INFORMATION SHOWN START

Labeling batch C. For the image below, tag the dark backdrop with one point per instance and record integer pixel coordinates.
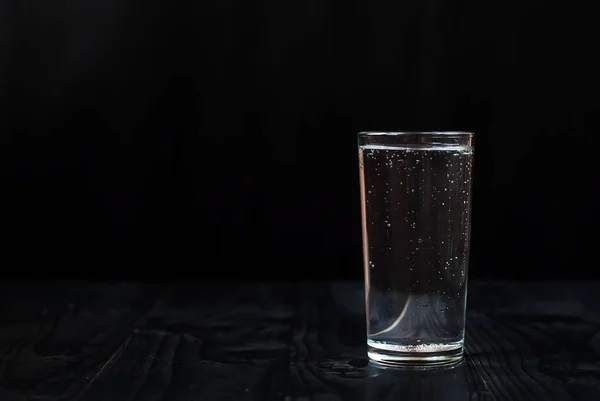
(219, 138)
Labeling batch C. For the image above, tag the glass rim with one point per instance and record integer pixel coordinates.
(400, 133)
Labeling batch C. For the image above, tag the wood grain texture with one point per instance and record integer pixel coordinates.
(55, 337)
(277, 341)
(536, 342)
(205, 342)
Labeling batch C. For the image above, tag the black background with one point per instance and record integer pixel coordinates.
(219, 139)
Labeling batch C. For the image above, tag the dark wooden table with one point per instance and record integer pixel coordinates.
(114, 341)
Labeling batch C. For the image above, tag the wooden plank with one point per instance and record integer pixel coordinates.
(533, 341)
(200, 344)
(54, 337)
(329, 356)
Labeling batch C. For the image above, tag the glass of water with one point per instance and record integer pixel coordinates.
(416, 210)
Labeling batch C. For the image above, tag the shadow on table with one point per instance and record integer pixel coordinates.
(454, 383)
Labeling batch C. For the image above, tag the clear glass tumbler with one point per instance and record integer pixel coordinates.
(416, 203)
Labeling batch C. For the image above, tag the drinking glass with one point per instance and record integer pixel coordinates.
(416, 209)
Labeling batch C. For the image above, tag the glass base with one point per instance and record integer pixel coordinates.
(414, 355)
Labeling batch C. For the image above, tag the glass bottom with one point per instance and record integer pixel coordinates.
(414, 355)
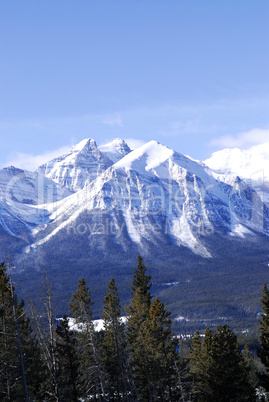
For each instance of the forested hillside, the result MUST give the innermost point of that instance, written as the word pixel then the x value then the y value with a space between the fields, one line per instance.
pixel 137 359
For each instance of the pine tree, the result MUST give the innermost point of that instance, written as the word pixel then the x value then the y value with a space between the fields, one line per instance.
pixel 67 361
pixel 44 328
pixel 91 378
pixel 160 349
pixel 19 353
pixel 197 366
pixel 264 335
pixel 138 315
pixel 114 347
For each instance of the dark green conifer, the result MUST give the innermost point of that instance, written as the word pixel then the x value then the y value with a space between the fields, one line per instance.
pixel 91 378
pixel 264 336
pixel 19 353
pixel 67 361
pixel 138 315
pixel 160 350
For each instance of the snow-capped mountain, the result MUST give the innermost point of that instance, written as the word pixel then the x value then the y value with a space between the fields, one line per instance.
pixel 252 165
pixel 152 195
pixel 24 187
pixel 83 163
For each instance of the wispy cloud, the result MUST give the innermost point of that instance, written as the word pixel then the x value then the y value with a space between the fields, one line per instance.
pixel 31 162
pixel 113 120
pixel 242 140
pixel 134 142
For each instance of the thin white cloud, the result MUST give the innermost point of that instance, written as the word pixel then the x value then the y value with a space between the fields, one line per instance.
pixel 134 142
pixel 31 162
pixel 242 140
pixel 113 120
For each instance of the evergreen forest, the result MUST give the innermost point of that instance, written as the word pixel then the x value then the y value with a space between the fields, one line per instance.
pixel 137 358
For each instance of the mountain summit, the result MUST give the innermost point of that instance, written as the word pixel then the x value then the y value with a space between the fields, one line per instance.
pixel 111 203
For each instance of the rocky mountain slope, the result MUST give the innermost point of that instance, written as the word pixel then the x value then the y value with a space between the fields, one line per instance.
pixel 89 212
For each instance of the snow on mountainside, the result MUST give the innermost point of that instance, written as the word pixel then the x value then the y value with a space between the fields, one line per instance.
pixel 23 187
pixel 115 150
pixel 82 164
pixel 149 196
pixel 252 165
pixel 156 195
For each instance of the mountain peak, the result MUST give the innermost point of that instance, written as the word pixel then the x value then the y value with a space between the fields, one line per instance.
pixel 115 150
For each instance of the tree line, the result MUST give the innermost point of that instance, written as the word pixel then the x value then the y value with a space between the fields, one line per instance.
pixel 43 359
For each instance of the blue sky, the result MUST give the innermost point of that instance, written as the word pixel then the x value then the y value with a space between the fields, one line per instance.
pixel 193 75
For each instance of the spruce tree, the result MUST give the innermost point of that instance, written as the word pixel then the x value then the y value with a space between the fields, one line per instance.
pixel 197 366
pixel 91 378
pixel 67 361
pixel 220 373
pixel 264 335
pixel 160 349
pixel 19 353
pixel 138 315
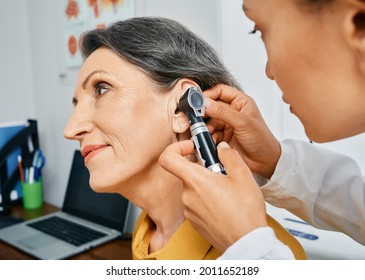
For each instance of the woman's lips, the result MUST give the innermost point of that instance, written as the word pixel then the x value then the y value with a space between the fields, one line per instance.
pixel 88 152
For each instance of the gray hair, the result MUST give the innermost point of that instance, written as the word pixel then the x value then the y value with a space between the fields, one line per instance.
pixel 163 48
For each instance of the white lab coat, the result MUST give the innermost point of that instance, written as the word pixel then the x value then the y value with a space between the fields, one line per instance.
pixel 324 188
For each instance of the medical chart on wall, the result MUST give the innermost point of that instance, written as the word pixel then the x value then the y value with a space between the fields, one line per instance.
pixel 79 16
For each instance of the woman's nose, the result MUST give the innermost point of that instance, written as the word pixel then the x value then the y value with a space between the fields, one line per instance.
pixel 79 124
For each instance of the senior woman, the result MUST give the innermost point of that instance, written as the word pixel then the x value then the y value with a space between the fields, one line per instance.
pixel 125 101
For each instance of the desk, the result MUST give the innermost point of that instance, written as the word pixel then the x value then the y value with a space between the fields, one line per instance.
pixel 114 250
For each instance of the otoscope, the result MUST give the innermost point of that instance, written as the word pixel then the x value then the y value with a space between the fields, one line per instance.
pixel 192 103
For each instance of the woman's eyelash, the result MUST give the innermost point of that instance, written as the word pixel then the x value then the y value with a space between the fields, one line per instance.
pixel 99 87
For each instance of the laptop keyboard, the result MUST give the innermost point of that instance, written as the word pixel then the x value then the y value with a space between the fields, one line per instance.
pixel 65 230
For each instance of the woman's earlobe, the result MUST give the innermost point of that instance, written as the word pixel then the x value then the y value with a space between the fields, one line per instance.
pixel 180 122
pixel 359 24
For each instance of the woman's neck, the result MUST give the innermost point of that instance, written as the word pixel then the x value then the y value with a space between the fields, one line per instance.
pixel 160 196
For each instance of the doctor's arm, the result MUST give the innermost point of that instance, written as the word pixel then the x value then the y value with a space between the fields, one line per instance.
pixel 225 209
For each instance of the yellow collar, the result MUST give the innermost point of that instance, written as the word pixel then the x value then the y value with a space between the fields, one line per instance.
pixel 185 244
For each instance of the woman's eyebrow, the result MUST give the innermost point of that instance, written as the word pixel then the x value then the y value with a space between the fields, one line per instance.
pixel 89 76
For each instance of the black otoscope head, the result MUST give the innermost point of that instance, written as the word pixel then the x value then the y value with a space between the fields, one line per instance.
pixel 192 103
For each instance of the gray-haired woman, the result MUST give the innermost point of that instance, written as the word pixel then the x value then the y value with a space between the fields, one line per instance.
pixel 135 72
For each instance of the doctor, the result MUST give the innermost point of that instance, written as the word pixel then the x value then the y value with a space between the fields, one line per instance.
pixel 316 54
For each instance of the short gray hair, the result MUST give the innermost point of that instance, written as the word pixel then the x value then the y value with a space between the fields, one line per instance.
pixel 163 48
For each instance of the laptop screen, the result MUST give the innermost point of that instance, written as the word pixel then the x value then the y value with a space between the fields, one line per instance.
pixel 104 208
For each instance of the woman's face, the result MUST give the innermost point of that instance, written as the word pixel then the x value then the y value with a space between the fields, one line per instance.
pixel 311 61
pixel 121 121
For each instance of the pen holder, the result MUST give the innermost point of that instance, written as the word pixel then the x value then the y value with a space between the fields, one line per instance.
pixel 32 195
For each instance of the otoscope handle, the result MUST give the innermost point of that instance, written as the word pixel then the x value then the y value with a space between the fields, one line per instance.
pixel 205 147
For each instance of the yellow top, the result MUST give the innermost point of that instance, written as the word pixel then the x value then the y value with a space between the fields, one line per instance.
pixel 187 244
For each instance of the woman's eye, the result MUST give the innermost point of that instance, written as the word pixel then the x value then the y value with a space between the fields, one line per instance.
pixel 101 88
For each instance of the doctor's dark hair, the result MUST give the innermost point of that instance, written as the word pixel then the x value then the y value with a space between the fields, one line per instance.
pixel 163 49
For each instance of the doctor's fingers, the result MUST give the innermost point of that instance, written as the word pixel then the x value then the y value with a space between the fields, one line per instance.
pixel 173 160
pixel 227 94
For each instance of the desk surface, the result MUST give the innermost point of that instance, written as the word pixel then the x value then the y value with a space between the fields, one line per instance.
pixel 114 250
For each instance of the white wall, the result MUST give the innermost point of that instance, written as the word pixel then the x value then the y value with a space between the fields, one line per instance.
pixel 17 99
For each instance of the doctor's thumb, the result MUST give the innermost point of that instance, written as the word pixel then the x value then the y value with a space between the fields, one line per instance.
pixel 231 160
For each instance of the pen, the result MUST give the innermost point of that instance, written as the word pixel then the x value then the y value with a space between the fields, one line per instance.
pixel 20 165
pixel 31 175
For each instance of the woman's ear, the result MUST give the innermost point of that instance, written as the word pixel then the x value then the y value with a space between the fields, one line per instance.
pixel 357 34
pixel 180 122
pixel 359 23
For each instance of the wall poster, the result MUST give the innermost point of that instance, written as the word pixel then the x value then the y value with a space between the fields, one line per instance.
pixel 79 16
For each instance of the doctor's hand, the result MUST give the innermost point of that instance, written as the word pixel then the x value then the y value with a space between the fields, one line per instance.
pixel 222 208
pixel 236 120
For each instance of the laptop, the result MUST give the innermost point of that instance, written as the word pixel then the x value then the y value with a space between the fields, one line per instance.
pixel 100 217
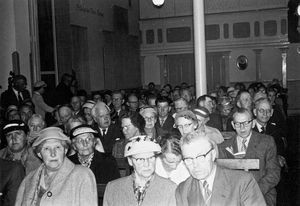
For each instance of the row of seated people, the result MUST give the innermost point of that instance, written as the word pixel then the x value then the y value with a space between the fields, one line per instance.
pixel 97 133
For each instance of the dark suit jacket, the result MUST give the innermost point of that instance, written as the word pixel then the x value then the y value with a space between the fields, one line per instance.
pixel 114 132
pixel 104 167
pixel 168 124
pixel 230 188
pixel 215 120
pixel 11 176
pixel 8 97
pixel 260 147
pixel 277 133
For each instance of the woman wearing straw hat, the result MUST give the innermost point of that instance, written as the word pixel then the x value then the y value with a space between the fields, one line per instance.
pixel 143 186
pixel 57 181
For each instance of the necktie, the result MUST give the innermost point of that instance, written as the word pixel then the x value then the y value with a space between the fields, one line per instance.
pixel 20 98
pixel 244 147
pixel 162 122
pixel 207 192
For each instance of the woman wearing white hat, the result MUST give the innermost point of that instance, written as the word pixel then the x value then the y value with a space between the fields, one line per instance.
pixel 143 186
pixel 57 181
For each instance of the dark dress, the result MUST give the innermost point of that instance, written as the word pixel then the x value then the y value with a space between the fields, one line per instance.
pixel 104 167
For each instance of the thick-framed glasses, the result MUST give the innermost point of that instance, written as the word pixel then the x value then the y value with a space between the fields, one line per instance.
pixel 149 119
pixel 201 157
pixel 84 141
pixel 141 161
pixel 265 111
pixel 243 124
pixel 184 126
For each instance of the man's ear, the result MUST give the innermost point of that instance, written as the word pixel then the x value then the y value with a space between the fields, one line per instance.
pixel 232 123
pixel 255 112
pixel 129 161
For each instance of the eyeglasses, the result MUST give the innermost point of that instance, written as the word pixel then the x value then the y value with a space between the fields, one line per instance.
pixel 201 157
pixel 82 141
pixel 265 111
pixel 244 124
pixel 148 119
pixel 184 126
pixel 141 161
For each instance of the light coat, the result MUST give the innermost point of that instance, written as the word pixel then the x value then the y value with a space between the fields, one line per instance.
pixel 72 186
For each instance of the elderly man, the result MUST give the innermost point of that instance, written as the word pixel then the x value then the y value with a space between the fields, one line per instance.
pixel 36 123
pixel 17 148
pixel 210 184
pixel 76 105
pixel 202 115
pixel 107 132
pixel 254 146
pixel 165 120
pixel 64 113
pixel 104 166
pixel 186 122
pixel 144 186
pixel 16 94
pixel 215 118
pixel 40 106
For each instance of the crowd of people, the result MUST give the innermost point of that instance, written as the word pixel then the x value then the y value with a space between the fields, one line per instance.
pixel 56 146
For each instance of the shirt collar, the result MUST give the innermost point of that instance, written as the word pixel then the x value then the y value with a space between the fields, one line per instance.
pixel 210 178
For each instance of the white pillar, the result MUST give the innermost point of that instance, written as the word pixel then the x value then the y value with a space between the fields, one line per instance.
pixel 199 39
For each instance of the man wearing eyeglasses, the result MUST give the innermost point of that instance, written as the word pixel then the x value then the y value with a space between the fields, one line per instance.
pixel 210 184
pixel 103 165
pixel 143 186
pixel 254 146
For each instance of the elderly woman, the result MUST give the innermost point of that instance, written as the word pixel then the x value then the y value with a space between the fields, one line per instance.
pixel 143 186
pixel 132 124
pixel 57 181
pixel 169 163
pixel 103 165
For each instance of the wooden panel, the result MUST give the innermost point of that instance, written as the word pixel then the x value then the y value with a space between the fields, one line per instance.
pixel 239 164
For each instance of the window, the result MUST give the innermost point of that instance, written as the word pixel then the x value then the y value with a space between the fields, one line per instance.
pixel 283 26
pixel 180 34
pixel 226 31
pixel 241 30
pixel 270 28
pixel 150 36
pixel 256 29
pixel 159 35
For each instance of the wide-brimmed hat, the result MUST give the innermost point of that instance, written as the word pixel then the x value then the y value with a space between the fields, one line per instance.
pixel 40 84
pixel 50 133
pixel 147 109
pixel 141 144
pixel 81 129
pixel 201 112
pixel 14 125
pixel 188 114
pixel 89 104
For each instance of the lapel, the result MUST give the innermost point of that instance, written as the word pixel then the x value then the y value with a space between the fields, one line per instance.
pixel 221 189
pixel 253 142
pixel 63 172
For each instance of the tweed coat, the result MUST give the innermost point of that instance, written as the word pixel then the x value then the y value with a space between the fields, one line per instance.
pixel 161 192
pixel 260 147
pixel 74 185
pixel 230 187
pixel 11 176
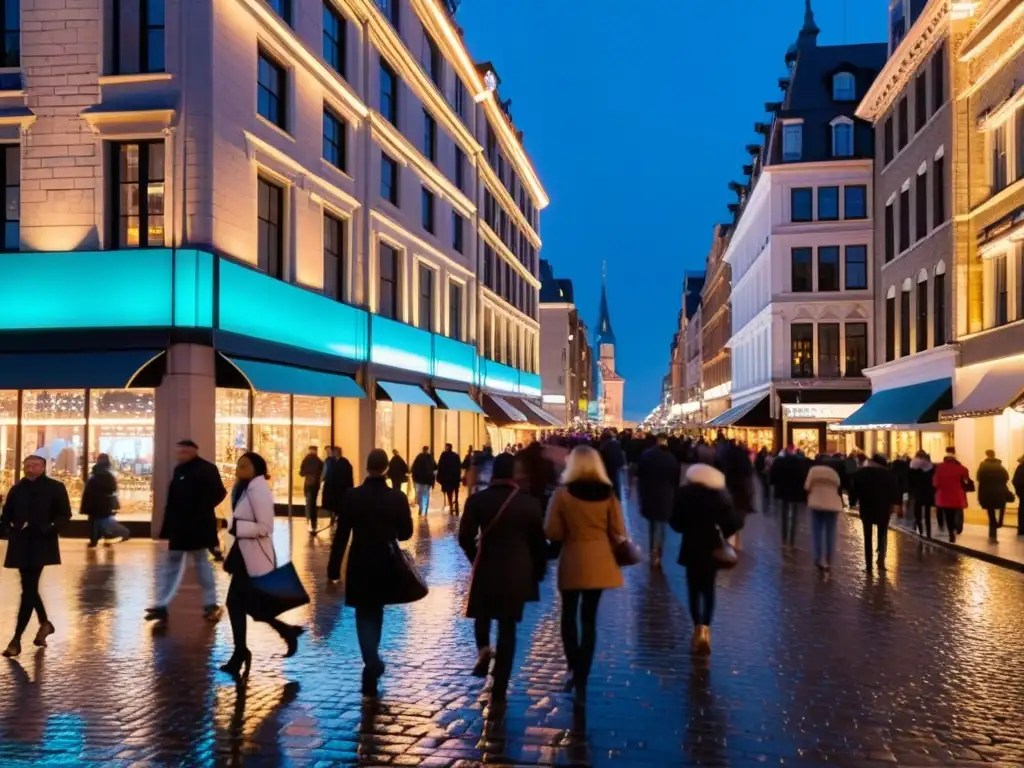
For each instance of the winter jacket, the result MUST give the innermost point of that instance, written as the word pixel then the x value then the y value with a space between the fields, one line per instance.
pixel 948 482
pixel 702 509
pixel 586 517
pixel 252 523
pixel 823 485
pixel 189 517
pixel 32 515
pixel 993 489
pixel 511 557
pixel 657 480
pixel 374 516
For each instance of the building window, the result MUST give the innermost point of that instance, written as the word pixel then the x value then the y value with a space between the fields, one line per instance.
pixel 801 201
pixel 389 179
pixel 334 139
pixel 427 210
pixel 856 267
pixel 429 137
pixel 890 232
pixel 389 94
pixel 844 87
pixel 426 298
pixel 793 141
pixel 827 203
pixel 270 218
pixel 922 315
pixel 138 174
pixel 387 283
pixel 458 227
pixel 904 220
pixel 271 90
pixel 843 139
pixel 334 38
pixel 920 101
pixel 856 348
pixel 828 349
pixel 455 310
pixel 828 267
pixel 802 350
pixel 802 270
pixel 855 202
pixel 334 256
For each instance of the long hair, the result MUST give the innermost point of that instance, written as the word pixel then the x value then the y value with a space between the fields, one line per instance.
pixel 585 464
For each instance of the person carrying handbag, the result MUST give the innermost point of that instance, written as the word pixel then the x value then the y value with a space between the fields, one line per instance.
pixel 252 556
pixel 502 534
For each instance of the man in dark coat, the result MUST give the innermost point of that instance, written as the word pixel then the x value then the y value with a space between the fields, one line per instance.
pixel 190 528
pixel 375 516
pixel 877 493
pixel 450 477
pixel 657 481
pixel 37 506
pixel 338 479
pixel 502 535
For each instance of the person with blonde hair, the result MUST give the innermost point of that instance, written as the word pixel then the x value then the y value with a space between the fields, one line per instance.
pixel 586 518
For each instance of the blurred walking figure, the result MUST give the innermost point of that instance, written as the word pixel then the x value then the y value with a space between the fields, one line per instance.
pixel 424 476
pixel 877 492
pixel 450 477
pixel 586 517
pixel 190 529
pixel 502 534
pixel 657 481
pixel 311 472
pixel 824 499
pixel 375 516
pixel 99 503
pixel 251 556
pixel 993 492
pixel 705 515
pixel 36 508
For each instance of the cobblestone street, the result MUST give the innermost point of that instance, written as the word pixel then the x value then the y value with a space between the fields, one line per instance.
pixel 920 667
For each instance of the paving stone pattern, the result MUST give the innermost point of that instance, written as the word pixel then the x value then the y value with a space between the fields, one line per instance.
pixel 920 667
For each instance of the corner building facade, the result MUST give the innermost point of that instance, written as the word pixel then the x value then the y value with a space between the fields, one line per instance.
pixel 259 225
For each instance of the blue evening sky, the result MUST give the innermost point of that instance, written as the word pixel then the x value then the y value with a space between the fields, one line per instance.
pixel 636 117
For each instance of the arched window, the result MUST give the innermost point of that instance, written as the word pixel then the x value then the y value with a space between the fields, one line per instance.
pixel 844 87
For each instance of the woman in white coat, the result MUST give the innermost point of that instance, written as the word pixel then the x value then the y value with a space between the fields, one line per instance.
pixel 251 555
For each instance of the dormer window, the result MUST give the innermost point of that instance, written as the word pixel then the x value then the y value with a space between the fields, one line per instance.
pixel 844 87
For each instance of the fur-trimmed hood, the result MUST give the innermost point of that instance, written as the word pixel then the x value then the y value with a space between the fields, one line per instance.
pixel 706 475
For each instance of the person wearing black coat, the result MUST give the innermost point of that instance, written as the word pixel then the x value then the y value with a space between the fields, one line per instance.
pixel 36 508
pixel 878 495
pixel 502 534
pixel 190 528
pixel 450 477
pixel 376 517
pixel 657 481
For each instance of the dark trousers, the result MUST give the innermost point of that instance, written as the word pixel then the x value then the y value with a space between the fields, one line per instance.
pixel 700 590
pixel 580 630
pixel 505 650
pixel 883 541
pixel 31 601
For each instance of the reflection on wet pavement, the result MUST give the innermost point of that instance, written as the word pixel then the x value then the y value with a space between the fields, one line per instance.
pixel 919 667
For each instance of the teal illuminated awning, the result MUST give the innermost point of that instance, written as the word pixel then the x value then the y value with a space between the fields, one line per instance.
pixel 458 401
pixel 269 377
pixel 411 394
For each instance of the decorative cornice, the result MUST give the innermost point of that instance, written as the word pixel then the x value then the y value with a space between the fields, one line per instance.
pixel 930 28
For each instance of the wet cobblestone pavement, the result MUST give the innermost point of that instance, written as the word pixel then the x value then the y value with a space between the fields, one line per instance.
pixel 920 667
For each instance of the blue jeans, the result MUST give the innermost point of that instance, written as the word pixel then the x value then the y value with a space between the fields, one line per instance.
pixel 823 529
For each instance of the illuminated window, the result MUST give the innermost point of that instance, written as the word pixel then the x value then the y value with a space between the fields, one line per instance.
pixel 137 195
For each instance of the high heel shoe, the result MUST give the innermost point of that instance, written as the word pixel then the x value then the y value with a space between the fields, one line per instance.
pixel 239 659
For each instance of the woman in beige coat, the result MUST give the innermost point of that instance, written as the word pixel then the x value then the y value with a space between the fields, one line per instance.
pixel 587 518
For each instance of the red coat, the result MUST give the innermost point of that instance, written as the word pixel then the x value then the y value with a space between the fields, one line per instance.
pixel 948 481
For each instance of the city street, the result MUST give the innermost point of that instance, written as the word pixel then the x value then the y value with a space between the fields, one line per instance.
pixel 920 667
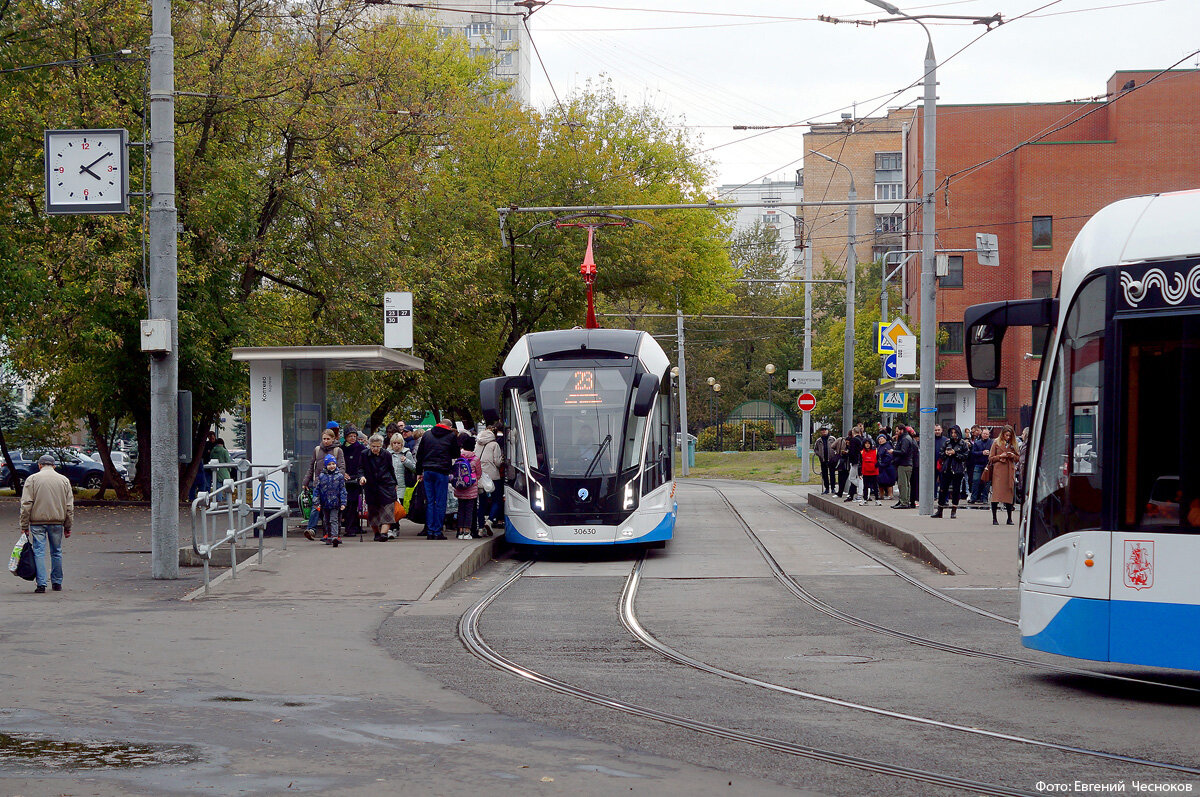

INFORMATION SHOWN END

ACTIVITY: Set down nothing but the lines from the one containing "For each instance of the city" to the final line above, both included, with every picture left out.

OUTPUT:
For each instance of the city street, the result MUST give the innermost point of that instance, written as the word pixel then the x value then the y value with a space between the fields, one line per instance.
pixel 920 667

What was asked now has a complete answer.